_Excerto do texto_
/---

Leia aqui o artigo de opinião desta semana assinado por António Saraiva na sua coluna semanal do Dinheiro Vivo, ao sábado.
Publicado no Dinheiro Vivo, edição de 12.08.2017

“As negociações com vista ao alargamento da plataforma continental portuguesa arrancam esta segunda-feira nas Nações Unidas, ultrapassada que está a primeira fase de um processo que remonta a 2009. Portugal reclama para si a soberania sobre quatro milhões de quilómetros quadrados de área marítima, o dobro da atual, o que equivale grosso modo a cerca de 90% da superfície terrestre da União Europeia. A lograrem-se as pretensões nacionais, Portugal tem aqui a oportunidade de recalibrar o seu eixo estratégico: seremos sempre periféricos em terra, mas podemos voltar a ser centrais no mar.

\---

_Dados apresentados_
/---

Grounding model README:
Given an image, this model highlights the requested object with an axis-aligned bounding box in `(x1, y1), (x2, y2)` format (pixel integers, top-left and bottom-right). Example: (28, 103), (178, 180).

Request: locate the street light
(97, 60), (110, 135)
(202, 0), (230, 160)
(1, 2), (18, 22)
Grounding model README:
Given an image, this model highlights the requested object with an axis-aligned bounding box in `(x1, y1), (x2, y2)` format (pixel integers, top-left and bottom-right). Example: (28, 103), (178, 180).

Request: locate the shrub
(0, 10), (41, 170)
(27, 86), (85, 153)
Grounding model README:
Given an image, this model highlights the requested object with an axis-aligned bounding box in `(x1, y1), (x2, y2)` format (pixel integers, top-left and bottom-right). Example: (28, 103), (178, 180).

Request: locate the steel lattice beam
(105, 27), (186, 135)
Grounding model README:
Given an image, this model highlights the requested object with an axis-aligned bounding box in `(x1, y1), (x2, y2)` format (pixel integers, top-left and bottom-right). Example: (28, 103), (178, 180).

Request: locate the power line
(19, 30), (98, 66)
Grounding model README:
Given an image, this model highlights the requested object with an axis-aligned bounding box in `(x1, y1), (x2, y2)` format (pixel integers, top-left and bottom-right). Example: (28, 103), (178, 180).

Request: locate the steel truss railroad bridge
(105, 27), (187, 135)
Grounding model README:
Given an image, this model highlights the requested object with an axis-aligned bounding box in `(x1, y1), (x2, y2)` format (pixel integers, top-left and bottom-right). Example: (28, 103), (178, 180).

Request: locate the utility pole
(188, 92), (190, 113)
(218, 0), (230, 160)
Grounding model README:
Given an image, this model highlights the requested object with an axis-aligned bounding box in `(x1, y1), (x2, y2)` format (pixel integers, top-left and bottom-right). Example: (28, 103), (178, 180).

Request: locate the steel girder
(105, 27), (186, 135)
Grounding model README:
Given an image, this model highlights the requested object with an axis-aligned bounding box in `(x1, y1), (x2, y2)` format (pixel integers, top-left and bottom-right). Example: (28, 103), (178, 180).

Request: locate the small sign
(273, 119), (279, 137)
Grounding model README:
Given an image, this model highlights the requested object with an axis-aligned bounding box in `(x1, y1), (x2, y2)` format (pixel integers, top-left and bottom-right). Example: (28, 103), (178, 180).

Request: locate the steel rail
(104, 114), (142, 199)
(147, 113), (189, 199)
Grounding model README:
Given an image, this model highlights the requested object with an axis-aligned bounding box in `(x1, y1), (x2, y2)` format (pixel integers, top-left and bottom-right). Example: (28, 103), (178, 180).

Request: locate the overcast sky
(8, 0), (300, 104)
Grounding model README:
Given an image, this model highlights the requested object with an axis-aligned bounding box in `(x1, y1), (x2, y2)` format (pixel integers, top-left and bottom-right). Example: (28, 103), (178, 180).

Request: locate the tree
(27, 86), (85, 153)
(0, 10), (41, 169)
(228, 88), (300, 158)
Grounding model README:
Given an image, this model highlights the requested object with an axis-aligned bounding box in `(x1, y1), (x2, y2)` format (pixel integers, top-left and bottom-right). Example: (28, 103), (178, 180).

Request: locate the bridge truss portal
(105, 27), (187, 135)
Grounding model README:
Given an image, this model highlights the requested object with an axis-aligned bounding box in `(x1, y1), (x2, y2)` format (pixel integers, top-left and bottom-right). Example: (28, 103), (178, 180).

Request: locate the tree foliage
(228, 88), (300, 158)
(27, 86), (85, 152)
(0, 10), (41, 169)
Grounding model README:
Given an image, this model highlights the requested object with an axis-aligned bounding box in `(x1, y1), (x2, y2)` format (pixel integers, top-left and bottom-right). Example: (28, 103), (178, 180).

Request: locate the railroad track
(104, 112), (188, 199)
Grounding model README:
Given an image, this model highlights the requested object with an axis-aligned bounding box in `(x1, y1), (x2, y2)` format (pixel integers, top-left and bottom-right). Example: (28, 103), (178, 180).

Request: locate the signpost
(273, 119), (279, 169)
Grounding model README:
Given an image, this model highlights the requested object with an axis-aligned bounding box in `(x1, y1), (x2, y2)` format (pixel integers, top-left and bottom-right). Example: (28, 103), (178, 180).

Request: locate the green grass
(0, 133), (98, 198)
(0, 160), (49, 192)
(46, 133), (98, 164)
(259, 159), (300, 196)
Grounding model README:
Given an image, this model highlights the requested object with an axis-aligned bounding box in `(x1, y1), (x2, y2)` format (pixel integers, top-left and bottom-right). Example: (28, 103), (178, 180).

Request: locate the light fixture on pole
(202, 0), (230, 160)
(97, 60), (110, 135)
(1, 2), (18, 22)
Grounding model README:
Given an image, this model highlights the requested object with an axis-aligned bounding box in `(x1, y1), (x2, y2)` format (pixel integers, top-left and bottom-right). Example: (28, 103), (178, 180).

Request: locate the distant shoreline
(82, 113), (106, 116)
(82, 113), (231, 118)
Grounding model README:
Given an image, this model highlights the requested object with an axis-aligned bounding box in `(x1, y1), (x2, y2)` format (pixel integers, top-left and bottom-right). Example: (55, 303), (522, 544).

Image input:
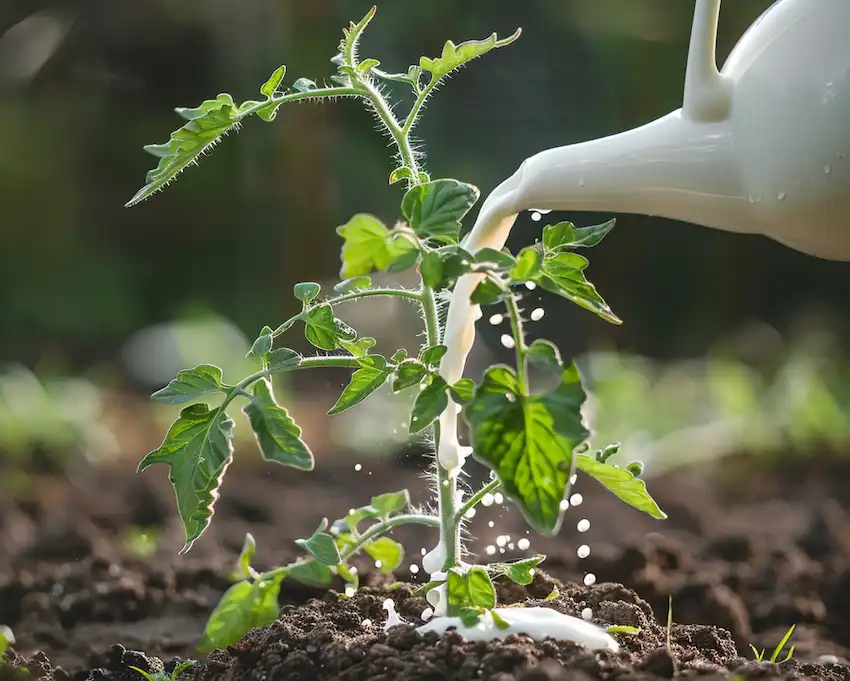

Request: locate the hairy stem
(455, 479), (502, 525)
(256, 513), (440, 581)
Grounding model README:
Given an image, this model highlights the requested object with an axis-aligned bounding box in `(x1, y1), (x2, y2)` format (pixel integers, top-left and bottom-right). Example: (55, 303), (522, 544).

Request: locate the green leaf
(363, 537), (404, 574)
(401, 180), (480, 241)
(409, 376), (449, 435)
(246, 326), (274, 360)
(538, 253), (623, 324)
(576, 454), (667, 520)
(138, 404), (233, 553)
(266, 348), (301, 372)
(393, 359), (428, 392)
(292, 281), (322, 303)
(304, 303), (357, 350)
(334, 276), (372, 293)
(286, 560), (333, 589)
(449, 378), (475, 404)
(475, 248), (517, 270)
(151, 364), (227, 404)
(419, 29), (521, 80)
(328, 355), (393, 414)
(198, 578), (282, 653)
(510, 246), (543, 284)
(295, 518), (341, 565)
(525, 338), (564, 374)
(465, 364), (588, 535)
(336, 213), (419, 278)
(419, 345), (449, 368)
(339, 336), (378, 357)
(469, 279), (507, 305)
(543, 220), (616, 251)
(126, 93), (242, 206)
(236, 532), (257, 579)
(260, 66), (286, 98)
(242, 378), (314, 471)
(369, 489), (410, 518)
(487, 555), (546, 586)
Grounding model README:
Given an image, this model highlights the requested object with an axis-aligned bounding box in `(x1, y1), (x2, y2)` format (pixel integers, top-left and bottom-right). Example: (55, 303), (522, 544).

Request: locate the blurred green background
(0, 0), (850, 476)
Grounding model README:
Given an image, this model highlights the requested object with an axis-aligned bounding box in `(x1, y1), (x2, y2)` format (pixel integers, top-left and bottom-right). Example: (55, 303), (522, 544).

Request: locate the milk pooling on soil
(419, 193), (619, 651)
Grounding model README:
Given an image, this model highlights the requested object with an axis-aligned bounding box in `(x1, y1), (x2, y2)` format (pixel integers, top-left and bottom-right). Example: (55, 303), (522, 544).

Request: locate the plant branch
(455, 479), (502, 524)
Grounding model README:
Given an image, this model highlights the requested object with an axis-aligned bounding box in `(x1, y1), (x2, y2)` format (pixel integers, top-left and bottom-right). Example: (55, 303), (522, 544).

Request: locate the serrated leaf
(510, 246), (543, 284)
(419, 29), (521, 80)
(286, 560), (333, 589)
(363, 537), (404, 574)
(198, 578), (282, 653)
(537, 252), (623, 324)
(138, 404), (233, 553)
(242, 378), (314, 471)
(576, 454), (667, 520)
(525, 338), (564, 373)
(328, 355), (393, 415)
(260, 66), (286, 98)
(419, 345), (449, 368)
(409, 376), (449, 435)
(151, 364), (227, 404)
(126, 93), (242, 206)
(401, 179), (480, 241)
(246, 326), (274, 360)
(266, 348), (302, 372)
(369, 489), (410, 518)
(487, 555), (546, 586)
(334, 276), (372, 293)
(292, 281), (322, 303)
(464, 364), (588, 535)
(295, 518), (340, 565)
(449, 378), (475, 404)
(393, 359), (428, 392)
(304, 303), (357, 350)
(236, 532), (257, 579)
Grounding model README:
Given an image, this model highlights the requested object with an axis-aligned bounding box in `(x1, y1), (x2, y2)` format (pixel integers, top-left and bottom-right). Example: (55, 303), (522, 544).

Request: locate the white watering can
(467, 0), (850, 260)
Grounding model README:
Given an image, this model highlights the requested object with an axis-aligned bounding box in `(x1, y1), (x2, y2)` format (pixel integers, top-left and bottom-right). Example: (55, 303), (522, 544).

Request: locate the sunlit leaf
(242, 378), (314, 471)
(138, 404), (233, 553)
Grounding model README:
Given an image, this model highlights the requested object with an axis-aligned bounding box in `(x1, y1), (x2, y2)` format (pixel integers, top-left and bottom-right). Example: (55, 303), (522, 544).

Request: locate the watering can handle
(682, 0), (732, 123)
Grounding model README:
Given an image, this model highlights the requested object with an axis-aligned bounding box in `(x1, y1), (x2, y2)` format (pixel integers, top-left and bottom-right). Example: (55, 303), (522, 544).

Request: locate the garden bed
(0, 448), (850, 681)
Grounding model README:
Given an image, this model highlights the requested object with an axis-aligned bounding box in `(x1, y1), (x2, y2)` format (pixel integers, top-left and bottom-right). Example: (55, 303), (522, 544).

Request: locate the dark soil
(0, 448), (850, 681)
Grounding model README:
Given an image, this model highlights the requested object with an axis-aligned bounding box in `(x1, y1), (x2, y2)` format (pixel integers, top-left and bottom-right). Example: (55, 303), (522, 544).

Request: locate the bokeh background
(0, 0), (850, 487)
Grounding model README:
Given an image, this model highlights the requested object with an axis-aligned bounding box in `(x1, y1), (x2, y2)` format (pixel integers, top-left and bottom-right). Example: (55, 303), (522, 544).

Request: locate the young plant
(128, 8), (665, 651)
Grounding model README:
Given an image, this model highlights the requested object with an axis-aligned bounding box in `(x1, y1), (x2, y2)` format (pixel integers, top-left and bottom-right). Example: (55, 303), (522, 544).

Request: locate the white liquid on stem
(419, 608), (620, 652)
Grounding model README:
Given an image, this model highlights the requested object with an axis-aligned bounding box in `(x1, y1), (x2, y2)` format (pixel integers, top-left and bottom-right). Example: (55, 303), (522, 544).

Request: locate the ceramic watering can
(467, 0), (850, 260)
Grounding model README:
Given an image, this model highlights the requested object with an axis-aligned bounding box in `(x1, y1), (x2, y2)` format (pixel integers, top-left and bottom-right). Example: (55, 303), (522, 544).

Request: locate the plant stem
(455, 479), (502, 525)
(505, 293), (528, 395)
(257, 514), (440, 581)
(272, 288), (422, 338)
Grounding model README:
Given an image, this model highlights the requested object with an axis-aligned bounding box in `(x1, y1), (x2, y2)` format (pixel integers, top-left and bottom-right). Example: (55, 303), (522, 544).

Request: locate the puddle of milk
(418, 608), (620, 653)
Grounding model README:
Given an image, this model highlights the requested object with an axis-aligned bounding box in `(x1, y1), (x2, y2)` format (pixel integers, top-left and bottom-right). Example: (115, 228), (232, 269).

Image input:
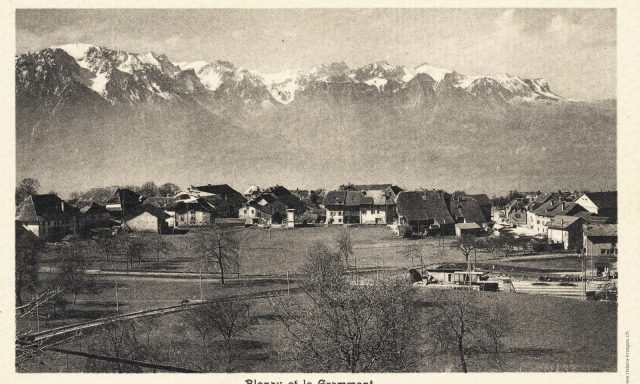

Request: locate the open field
(38, 227), (580, 276)
(20, 227), (617, 372)
(22, 291), (617, 372)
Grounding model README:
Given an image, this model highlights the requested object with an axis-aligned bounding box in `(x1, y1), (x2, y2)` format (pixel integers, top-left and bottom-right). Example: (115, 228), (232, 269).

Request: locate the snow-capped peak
(413, 63), (453, 83)
(51, 42), (100, 61)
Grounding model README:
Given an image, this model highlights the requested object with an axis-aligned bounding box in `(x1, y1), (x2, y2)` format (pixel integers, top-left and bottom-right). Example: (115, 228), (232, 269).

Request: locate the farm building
(76, 187), (142, 219)
(122, 204), (171, 233)
(547, 215), (585, 250)
(449, 196), (491, 227)
(191, 184), (247, 217)
(463, 193), (493, 222)
(396, 190), (455, 234)
(16, 194), (82, 237)
(455, 223), (482, 237)
(582, 224), (618, 256)
(575, 191), (618, 222)
(167, 198), (216, 227)
(74, 201), (111, 228)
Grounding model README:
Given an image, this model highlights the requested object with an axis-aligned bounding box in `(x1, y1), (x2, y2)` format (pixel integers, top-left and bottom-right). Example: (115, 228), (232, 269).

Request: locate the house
(263, 185), (306, 213)
(192, 184), (247, 217)
(324, 190), (373, 225)
(574, 191), (618, 222)
(449, 196), (490, 227)
(174, 187), (237, 217)
(582, 224), (618, 256)
(423, 265), (485, 284)
(122, 204), (171, 233)
(455, 223), (482, 237)
(74, 201), (111, 228)
(143, 196), (176, 228)
(238, 193), (288, 225)
(396, 190), (455, 235)
(504, 198), (527, 227)
(16, 194), (82, 237)
(332, 184), (402, 225)
(463, 193), (493, 222)
(527, 192), (554, 229)
(527, 199), (585, 235)
(169, 198), (217, 227)
(573, 211), (615, 224)
(76, 187), (142, 219)
(546, 215), (585, 250)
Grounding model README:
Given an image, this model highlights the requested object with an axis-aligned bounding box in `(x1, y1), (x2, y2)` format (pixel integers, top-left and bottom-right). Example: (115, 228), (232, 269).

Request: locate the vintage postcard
(2, 1), (640, 384)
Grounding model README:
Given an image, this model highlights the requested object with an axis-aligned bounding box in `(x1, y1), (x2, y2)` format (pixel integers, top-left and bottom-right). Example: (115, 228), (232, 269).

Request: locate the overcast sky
(16, 9), (616, 100)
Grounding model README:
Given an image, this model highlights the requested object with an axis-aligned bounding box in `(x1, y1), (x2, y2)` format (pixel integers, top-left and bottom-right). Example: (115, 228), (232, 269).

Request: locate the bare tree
(274, 279), (419, 372)
(15, 227), (44, 306)
(137, 181), (160, 197)
(16, 177), (40, 205)
(336, 228), (353, 268)
(453, 235), (478, 289)
(158, 183), (180, 197)
(300, 242), (346, 289)
(428, 290), (512, 373)
(194, 225), (240, 284)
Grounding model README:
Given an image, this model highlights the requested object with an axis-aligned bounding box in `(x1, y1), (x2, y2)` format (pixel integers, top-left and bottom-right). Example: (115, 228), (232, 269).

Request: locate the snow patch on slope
(364, 77), (388, 92)
(413, 63), (453, 83)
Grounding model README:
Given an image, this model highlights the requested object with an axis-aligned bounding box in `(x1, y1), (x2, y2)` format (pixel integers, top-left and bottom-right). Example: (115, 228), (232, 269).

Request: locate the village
(16, 179), (618, 371)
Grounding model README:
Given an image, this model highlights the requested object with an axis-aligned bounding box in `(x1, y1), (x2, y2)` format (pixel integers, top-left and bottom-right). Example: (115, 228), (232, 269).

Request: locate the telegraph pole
(116, 275), (120, 313)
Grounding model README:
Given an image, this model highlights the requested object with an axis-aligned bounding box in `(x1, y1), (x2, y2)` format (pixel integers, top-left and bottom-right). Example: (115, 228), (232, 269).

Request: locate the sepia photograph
(8, 3), (637, 378)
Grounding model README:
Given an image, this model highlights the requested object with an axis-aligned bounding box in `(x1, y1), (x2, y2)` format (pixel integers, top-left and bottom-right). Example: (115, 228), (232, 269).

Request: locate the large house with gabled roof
(16, 194), (82, 237)
(396, 190), (455, 235)
(76, 187), (142, 219)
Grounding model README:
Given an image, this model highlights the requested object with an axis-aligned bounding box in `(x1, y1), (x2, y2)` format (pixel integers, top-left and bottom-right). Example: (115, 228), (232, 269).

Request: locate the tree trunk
(458, 338), (467, 373)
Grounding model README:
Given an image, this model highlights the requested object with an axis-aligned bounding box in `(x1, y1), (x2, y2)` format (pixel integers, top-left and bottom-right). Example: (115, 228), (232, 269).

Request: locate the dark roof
(349, 184), (393, 191)
(144, 196), (176, 208)
(583, 224), (618, 237)
(172, 198), (216, 212)
(547, 215), (584, 229)
(464, 193), (493, 205)
(15, 221), (36, 240)
(265, 185), (302, 208)
(193, 184), (247, 206)
(573, 211), (611, 224)
(76, 187), (141, 205)
(324, 190), (373, 207)
(396, 191), (454, 224)
(123, 204), (171, 221)
(75, 201), (109, 214)
(585, 191), (618, 209)
(456, 222), (481, 229)
(450, 198), (486, 223)
(536, 201), (585, 217)
(16, 194), (80, 221)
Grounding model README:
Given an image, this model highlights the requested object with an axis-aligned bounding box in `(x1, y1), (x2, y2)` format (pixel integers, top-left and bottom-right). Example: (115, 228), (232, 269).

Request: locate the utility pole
(582, 251), (587, 300)
(116, 275), (120, 313)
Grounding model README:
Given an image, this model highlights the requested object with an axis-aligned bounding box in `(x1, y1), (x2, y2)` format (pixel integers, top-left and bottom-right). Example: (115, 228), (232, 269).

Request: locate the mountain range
(15, 43), (616, 193)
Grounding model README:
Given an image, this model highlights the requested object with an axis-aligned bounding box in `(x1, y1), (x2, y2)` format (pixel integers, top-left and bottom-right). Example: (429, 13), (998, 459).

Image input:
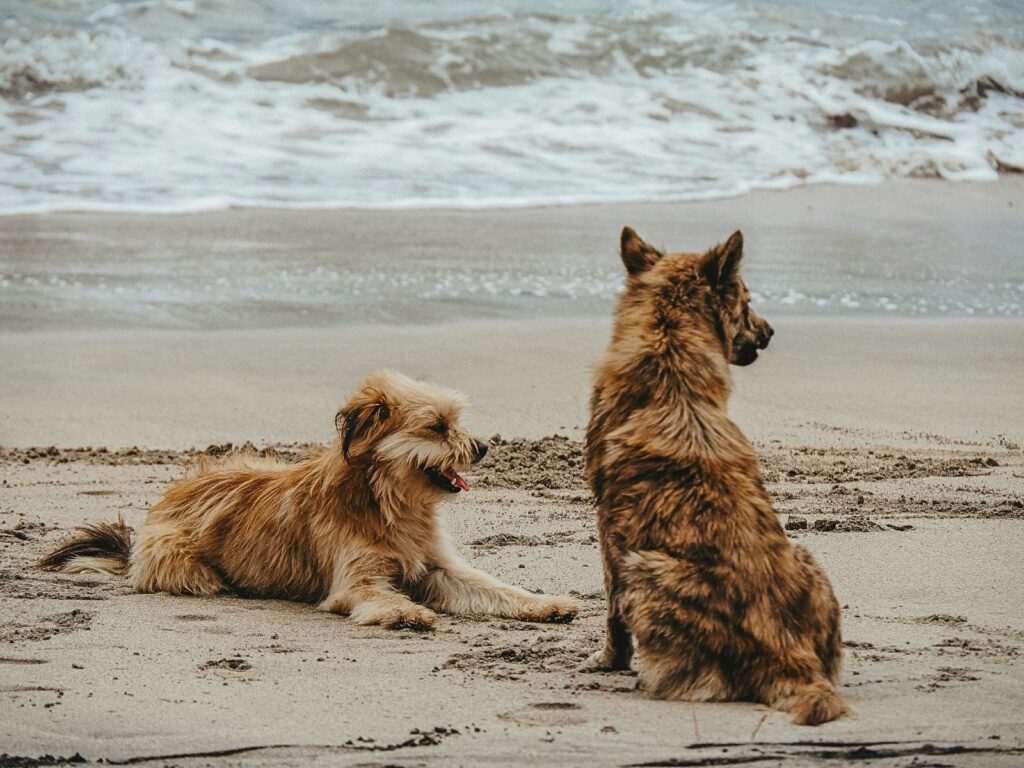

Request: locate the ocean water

\---

_Tarefas a realizar_
a. Reescreva de forma mais breve o parágrafo do artigo sobre a plataforma continental que começa por «As negociações com vista ao alargamento», conservando os factos principais.
b. Responda às perguntas seguintes com base no artigo sobre a plataforma continental.
(i) Em que jornal e em que edição foi publicado o artigo?
(ii) A que ano remonta o processo de alargamento da plataforma continental?
(iii) Sobre quantos quilómetros quadrados de área marítima reclama Portugal a soberania?
c. Complete a parte seguinte do artigo sobre a plataforma continental, continuando a partir da última frase apresentada.
Os dados não têm qualquer papel neste trabalho.

_Respostas às tarefas_
a. As negociações para alargar a plataforma continental portuguesa começam na segunda-feira, nas Nações Unidas. A primeira fase de um processo iniciado em 2009 já foi ultrapassada. Portugal reclama soberania sobre quatro milhões de quilómetros quadrados de área marítima, o dobro da atual e cerca de 90% da superfície terrestre da União Europeia. Se o conseguir, poderá recalibrar o seu eixo estratégico: continuará periférico em terra, mas pode voltar a ser central no mar.

b.
(i) No Dinheiro Vivo, edição de 12.08.2017.
(ii) A 2009.
(iii) Sobre quatro milhões de quilómetros quadrados.

c.
Se a génese deste reposicionamento está na geografia, é nas mentalidades e na ação que reside o potencial da narrativa. A afirmação da vertente europeísta do país, trouxe inegáveis vantagens em termos de modernização, infraestruturas, desenvolvimento económico e social. Portugal cresceu e amadureceu para ser hoje um país sem pudores nas complexas e intrincadas sociedades do séc. XXI, um parceiro na economia e na geopolítica global. Há hoje uma visão ampla do mundo, particularmente latente nas novas gerações de empreendedores. É com esta aprendizagem, com uma nova mentalidade, que temos de voltar a olhar o mar. Um olhar atualizado, longe de romantismos e saudosismos, longe da visão redutora do mar enquanto ativo de lazer e turismo, sem dúvida importante, mas limitada. Um olhar ‘Mar 2.0’.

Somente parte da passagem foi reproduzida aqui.